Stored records
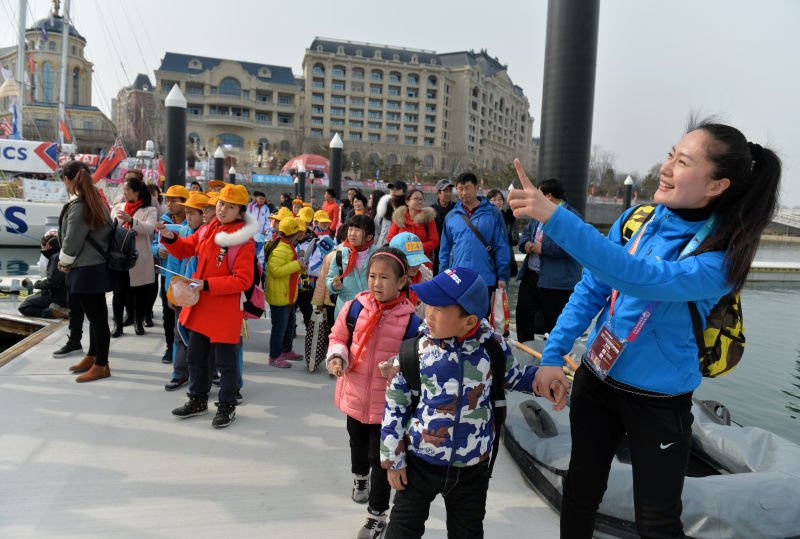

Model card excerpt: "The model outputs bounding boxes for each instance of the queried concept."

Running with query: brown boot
[75,365,111,383]
[69,356,94,373]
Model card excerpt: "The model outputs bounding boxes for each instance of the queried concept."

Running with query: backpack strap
[483,335,508,477]
[345,299,364,350]
[619,204,656,245]
[398,335,422,414]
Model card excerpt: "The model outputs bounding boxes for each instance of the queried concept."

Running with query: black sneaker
[164,378,189,391]
[172,395,208,419]
[211,402,236,429]
[53,341,83,357]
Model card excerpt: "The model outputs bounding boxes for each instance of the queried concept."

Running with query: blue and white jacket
[380,320,537,470]
[542,205,733,395]
[439,197,511,286]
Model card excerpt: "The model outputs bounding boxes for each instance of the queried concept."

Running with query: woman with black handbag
[58,161,113,382]
[111,169,158,338]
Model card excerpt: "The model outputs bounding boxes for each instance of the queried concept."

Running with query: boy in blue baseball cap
[380,267,566,539]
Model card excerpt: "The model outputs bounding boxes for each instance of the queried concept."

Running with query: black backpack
[399,335,507,477]
[86,220,139,272]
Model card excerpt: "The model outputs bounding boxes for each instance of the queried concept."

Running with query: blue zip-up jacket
[439,197,511,286]
[150,212,186,290]
[542,205,733,395]
[517,201,583,290]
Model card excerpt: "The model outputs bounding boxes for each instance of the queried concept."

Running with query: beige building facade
[303,38,535,176]
[155,52,304,164]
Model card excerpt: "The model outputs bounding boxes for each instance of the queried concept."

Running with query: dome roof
[25,16,86,43]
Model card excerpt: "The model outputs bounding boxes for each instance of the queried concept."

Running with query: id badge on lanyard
[587,223,657,380]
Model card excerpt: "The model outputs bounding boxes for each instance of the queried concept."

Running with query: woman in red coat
[159,185,258,428]
[386,189,439,265]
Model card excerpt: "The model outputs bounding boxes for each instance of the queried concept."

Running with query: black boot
[111,320,122,339]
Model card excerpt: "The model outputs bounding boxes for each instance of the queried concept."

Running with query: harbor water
[0,242,800,444]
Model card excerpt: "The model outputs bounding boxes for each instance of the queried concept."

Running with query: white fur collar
[214,213,258,247]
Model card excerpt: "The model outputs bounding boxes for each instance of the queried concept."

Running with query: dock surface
[0,306,558,539]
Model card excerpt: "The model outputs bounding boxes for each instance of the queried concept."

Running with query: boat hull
[0,199,64,247]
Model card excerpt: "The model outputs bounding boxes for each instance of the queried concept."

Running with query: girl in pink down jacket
[327,247,419,530]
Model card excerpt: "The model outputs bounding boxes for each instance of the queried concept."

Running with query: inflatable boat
[503,392,800,539]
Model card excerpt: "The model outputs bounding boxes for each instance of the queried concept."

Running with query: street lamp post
[297,162,306,200]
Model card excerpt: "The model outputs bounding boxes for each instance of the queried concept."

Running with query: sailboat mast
[17,0,27,139]
[56,0,70,146]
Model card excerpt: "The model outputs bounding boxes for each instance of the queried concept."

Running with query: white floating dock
[0,306,558,539]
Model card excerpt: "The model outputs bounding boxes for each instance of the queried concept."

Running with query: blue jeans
[269,304,295,359]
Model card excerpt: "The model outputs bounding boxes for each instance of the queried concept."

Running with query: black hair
[486,189,506,202]
[367,245,408,279]
[369,189,386,218]
[687,119,781,291]
[125,172,153,208]
[336,223,350,243]
[347,215,375,238]
[456,172,478,186]
[538,178,567,200]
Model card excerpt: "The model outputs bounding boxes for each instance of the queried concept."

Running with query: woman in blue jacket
[509,121,781,538]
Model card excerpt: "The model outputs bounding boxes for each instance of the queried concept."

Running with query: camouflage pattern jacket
[380,320,536,470]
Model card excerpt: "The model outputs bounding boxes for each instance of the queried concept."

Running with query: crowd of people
[42,119,780,539]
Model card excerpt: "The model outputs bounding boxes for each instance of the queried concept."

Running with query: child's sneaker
[211,402,236,429]
[356,509,386,539]
[172,395,208,419]
[269,355,292,369]
[352,474,369,503]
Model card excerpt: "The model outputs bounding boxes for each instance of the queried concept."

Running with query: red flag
[58,121,72,142]
[92,137,128,182]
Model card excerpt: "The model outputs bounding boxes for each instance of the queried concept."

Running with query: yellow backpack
[620,204,745,378]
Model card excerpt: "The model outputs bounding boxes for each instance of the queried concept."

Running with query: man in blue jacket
[516,178,583,342]
[439,172,511,316]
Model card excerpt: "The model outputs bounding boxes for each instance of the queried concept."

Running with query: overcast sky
[6,0,800,206]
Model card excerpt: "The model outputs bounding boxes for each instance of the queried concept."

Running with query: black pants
[386,454,489,539]
[111,272,155,324]
[161,275,175,350]
[561,365,694,539]
[515,269,542,342]
[187,331,239,406]
[347,416,392,513]
[70,293,111,365]
[67,294,84,344]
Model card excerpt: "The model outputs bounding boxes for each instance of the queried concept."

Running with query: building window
[42,61,53,103]
[219,77,242,97]
[217,133,244,148]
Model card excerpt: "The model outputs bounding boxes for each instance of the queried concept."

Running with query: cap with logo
[389,232,430,267]
[411,267,489,318]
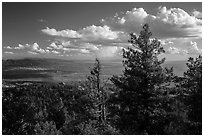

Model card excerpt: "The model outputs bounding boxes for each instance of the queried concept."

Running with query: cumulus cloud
[187,41,202,54]
[96,46,121,57]
[39,7,202,57]
[4,51,14,54]
[4,46,13,49]
[52,50,60,54]
[166,47,188,54]
[41,27,81,38]
[101,7,202,38]
[192,10,202,19]
[41,25,121,42]
[28,51,38,55]
[166,41,202,54]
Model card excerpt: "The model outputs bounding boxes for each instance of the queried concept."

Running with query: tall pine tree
[111,24,173,134]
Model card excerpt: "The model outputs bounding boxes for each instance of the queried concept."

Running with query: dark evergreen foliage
[2,24,202,135]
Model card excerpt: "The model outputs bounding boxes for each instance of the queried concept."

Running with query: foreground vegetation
[2,24,202,135]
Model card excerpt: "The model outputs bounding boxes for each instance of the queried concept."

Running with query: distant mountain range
[2,58,187,81]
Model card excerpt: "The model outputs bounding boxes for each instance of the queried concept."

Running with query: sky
[2,2,202,60]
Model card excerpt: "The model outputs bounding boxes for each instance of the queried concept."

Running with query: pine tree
[111,24,173,134]
[88,58,106,122]
[181,55,202,134]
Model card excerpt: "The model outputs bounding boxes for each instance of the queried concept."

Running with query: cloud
[166,47,188,54]
[187,41,202,54]
[166,41,202,54]
[101,7,202,38]
[14,44,27,49]
[51,50,60,54]
[28,51,38,55]
[13,42,50,54]
[192,10,202,19]
[41,27,81,38]
[41,25,122,42]
[79,25,119,41]
[50,42,63,49]
[4,51,14,54]
[96,46,121,57]
[4,46,13,49]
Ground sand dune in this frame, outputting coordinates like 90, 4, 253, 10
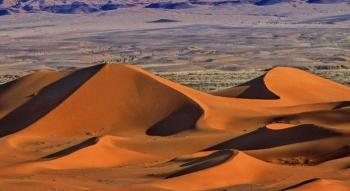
0, 64, 350, 190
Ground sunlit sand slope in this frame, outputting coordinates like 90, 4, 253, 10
0, 64, 350, 190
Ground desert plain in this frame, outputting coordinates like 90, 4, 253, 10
0, 0, 350, 191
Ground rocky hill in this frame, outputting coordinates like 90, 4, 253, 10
0, 0, 350, 16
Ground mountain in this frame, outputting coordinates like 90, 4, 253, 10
0, 0, 350, 16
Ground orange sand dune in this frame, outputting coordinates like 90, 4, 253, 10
0, 64, 350, 190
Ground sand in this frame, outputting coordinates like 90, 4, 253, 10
0, 64, 350, 190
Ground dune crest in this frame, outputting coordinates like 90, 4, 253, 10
0, 64, 350, 190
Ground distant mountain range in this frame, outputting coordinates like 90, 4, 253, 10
0, 0, 350, 16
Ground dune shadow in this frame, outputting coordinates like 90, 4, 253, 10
146, 103, 203, 136
280, 178, 320, 191
166, 150, 237, 179
0, 65, 102, 137
41, 137, 99, 159
333, 101, 350, 109
205, 124, 342, 150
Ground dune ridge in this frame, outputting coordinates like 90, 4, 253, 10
0, 64, 350, 190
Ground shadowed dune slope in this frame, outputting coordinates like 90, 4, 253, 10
0, 64, 350, 191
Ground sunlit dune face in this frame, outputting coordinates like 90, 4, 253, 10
0, 64, 350, 191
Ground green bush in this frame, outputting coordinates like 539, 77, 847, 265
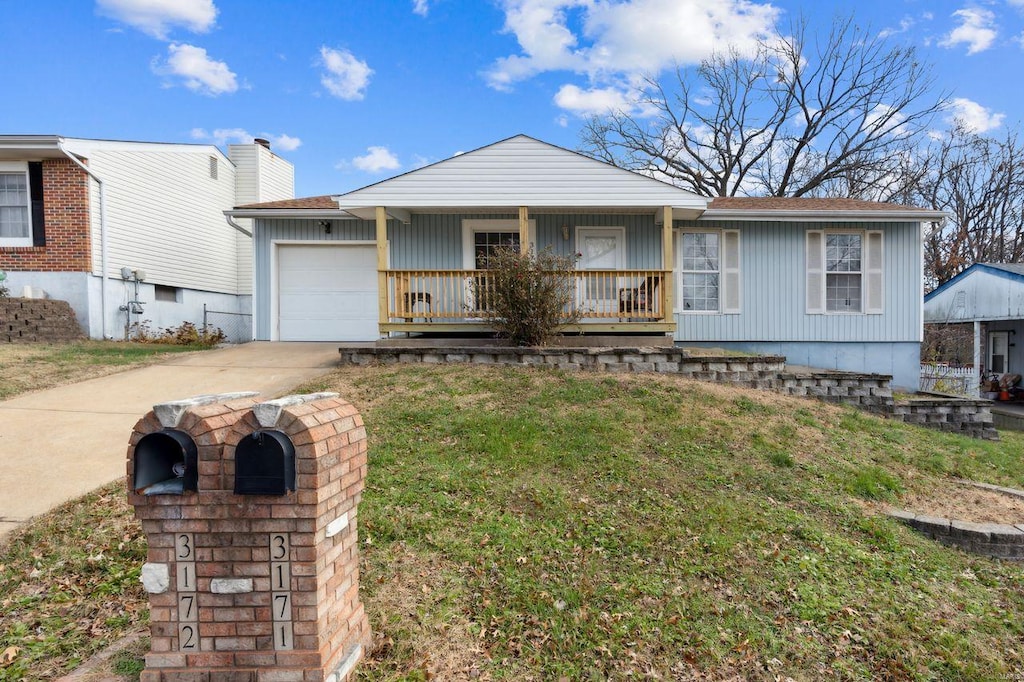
472, 247, 580, 346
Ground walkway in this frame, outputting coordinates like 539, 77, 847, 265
0, 342, 338, 541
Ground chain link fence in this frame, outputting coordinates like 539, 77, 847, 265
203, 305, 253, 343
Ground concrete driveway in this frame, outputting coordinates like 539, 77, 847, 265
0, 341, 338, 541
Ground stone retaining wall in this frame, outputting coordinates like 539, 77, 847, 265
338, 346, 998, 440
0, 298, 85, 343
892, 397, 998, 440
888, 509, 1024, 561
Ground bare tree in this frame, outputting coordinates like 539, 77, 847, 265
914, 126, 1024, 288
581, 16, 943, 200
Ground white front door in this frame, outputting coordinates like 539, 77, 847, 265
988, 332, 1010, 374
577, 227, 626, 318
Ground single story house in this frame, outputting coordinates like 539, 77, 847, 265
228, 135, 942, 388
0, 135, 295, 341
925, 263, 1024, 387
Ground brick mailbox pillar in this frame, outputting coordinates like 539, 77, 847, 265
128, 393, 370, 682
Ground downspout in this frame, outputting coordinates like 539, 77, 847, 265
57, 138, 111, 339
224, 211, 258, 339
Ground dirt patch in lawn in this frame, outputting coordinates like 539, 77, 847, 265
899, 483, 1024, 524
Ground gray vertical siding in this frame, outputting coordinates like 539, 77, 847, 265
676, 221, 922, 342
254, 213, 922, 342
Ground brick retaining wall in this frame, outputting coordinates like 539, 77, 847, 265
338, 346, 998, 440
0, 298, 85, 343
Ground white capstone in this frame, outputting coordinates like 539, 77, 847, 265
253, 391, 338, 429
210, 578, 253, 594
153, 391, 259, 429
327, 514, 348, 538
139, 563, 171, 594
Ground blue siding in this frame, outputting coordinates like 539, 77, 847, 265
681, 341, 921, 392
676, 221, 922, 343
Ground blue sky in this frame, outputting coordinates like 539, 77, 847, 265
0, 0, 1024, 196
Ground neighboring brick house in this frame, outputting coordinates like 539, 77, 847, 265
0, 135, 294, 340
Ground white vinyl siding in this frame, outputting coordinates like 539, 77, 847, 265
0, 162, 32, 247
722, 229, 742, 314
805, 229, 885, 314
69, 141, 239, 294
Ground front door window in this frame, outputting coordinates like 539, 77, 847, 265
988, 332, 1010, 374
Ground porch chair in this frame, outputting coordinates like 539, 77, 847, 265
618, 274, 662, 319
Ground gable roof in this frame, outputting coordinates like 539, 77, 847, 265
336, 135, 710, 217
236, 195, 338, 211
925, 263, 1024, 303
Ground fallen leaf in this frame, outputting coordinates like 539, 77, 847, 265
0, 646, 22, 666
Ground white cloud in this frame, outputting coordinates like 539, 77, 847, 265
263, 133, 302, 152
189, 128, 302, 152
351, 146, 401, 173
946, 97, 1007, 133
152, 43, 239, 97
939, 7, 997, 54
555, 85, 633, 116
483, 0, 779, 91
96, 0, 217, 40
879, 16, 914, 38
319, 46, 374, 100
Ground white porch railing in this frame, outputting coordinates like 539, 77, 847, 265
921, 363, 979, 397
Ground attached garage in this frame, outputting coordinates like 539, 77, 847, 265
275, 242, 380, 341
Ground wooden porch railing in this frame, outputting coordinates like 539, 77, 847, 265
386, 269, 666, 325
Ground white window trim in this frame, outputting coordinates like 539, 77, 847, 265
673, 227, 742, 315
268, 240, 391, 341
0, 161, 34, 247
462, 218, 537, 270
821, 229, 867, 315
804, 228, 886, 315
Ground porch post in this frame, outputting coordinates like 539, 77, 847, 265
519, 206, 529, 253
968, 319, 982, 397
377, 206, 388, 336
662, 206, 675, 322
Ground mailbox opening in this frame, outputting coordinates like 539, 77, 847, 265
134, 429, 199, 495
234, 430, 295, 495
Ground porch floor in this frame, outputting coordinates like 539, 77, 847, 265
372, 334, 675, 348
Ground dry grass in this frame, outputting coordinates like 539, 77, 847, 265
0, 341, 201, 400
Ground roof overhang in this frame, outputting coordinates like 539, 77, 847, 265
700, 209, 948, 222
0, 135, 73, 161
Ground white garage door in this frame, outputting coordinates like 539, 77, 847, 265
278, 245, 379, 341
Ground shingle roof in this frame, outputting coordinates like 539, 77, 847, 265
236, 195, 338, 211
708, 197, 934, 213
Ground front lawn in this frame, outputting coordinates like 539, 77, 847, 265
0, 341, 198, 400
0, 366, 1024, 681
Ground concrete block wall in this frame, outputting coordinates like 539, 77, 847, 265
338, 346, 998, 439
0, 298, 85, 343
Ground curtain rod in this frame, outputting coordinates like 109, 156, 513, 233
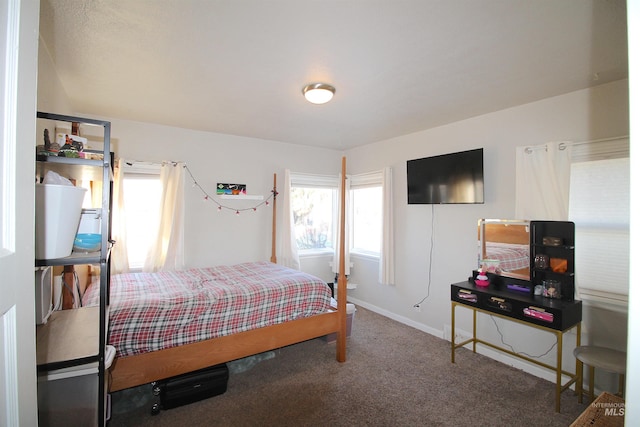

**Exercise details**:
Could you copy, unchanged, everything in the listing from the line containing "Ground white capstone" down to the line containing "921, 363, 979, 397", including both of those lines?

**Correct result**:
Ground white capstone in this frame, outputting coordinates like 539, 77, 847, 265
253, 391, 338, 429
210, 578, 253, 594
153, 391, 259, 429
327, 514, 348, 538
139, 563, 171, 594
Ground blue siding in this frame, outputting coordinates like 539, 77, 847, 265
681, 341, 921, 392
676, 221, 922, 343
Ground blue sky in this frame, outputting coordinates like 539, 77, 847, 265
0, 0, 1024, 196
Ground neighboring brick house in this frame, outputting coordinates like 539, 77, 847, 265
0, 135, 294, 340
Ground white vinyl siding in this frame, outputting coordinates like 539, 77, 847, 265
0, 162, 32, 247
722, 229, 742, 314
805, 229, 885, 314
69, 141, 239, 294
Ground front door window in this frame, outputting coordinates like 539, 77, 847, 265
988, 332, 1010, 374
Ground porch chair in this frame, outputting coordinates like 539, 77, 847, 265
618, 274, 662, 319
Ground gable roof in this frame, outputting coordinates like 539, 77, 847, 265
336, 135, 710, 217
236, 195, 338, 211
925, 263, 1024, 303
Ground fallen leaf in this frame, outputting coordinates like 539, 77, 847, 265
0, 646, 22, 666
Ground white cloud in this frame, outputting coordinates like 539, 77, 847, 265
263, 133, 302, 152
189, 128, 302, 152
351, 146, 401, 173
946, 97, 1007, 133
152, 43, 239, 97
939, 7, 997, 54
555, 85, 633, 116
483, 0, 779, 91
96, 0, 217, 40
879, 16, 914, 38
319, 46, 374, 100
Ground white porch railing in this frame, outputting coordinates like 539, 77, 847, 265
921, 363, 979, 397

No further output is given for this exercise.